* START Input records *

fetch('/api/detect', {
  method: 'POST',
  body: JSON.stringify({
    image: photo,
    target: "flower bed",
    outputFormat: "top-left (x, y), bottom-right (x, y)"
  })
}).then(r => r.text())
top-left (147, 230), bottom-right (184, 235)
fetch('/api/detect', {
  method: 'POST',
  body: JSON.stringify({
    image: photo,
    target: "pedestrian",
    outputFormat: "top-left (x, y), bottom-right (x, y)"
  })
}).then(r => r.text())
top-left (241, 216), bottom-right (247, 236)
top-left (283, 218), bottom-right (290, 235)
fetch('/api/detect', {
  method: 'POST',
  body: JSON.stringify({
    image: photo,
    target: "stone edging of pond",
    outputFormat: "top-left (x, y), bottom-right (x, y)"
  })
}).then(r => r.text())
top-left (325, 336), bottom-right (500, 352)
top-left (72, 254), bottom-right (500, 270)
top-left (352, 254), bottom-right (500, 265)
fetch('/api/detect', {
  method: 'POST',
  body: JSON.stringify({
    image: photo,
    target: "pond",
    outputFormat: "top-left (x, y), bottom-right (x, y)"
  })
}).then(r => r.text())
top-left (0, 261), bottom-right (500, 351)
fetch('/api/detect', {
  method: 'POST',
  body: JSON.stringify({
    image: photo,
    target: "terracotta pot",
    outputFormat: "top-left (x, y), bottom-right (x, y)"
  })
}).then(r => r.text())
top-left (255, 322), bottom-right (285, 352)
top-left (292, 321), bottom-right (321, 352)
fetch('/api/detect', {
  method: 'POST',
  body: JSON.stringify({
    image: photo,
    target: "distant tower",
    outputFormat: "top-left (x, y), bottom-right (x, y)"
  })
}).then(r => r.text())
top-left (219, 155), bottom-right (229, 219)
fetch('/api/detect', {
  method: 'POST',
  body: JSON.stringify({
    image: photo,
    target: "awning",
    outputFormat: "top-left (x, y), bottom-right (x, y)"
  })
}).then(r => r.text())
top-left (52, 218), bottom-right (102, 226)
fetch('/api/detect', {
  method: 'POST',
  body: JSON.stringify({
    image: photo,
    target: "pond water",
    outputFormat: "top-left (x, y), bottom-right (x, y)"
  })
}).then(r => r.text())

* END Input records *

Task description:
Filter the records above down to the lines that contain the string "pond", and copy each of those lines. Case counts.

Finished task:
    target: "stone edging of pond",
    target: "pond",
    target: "pond water",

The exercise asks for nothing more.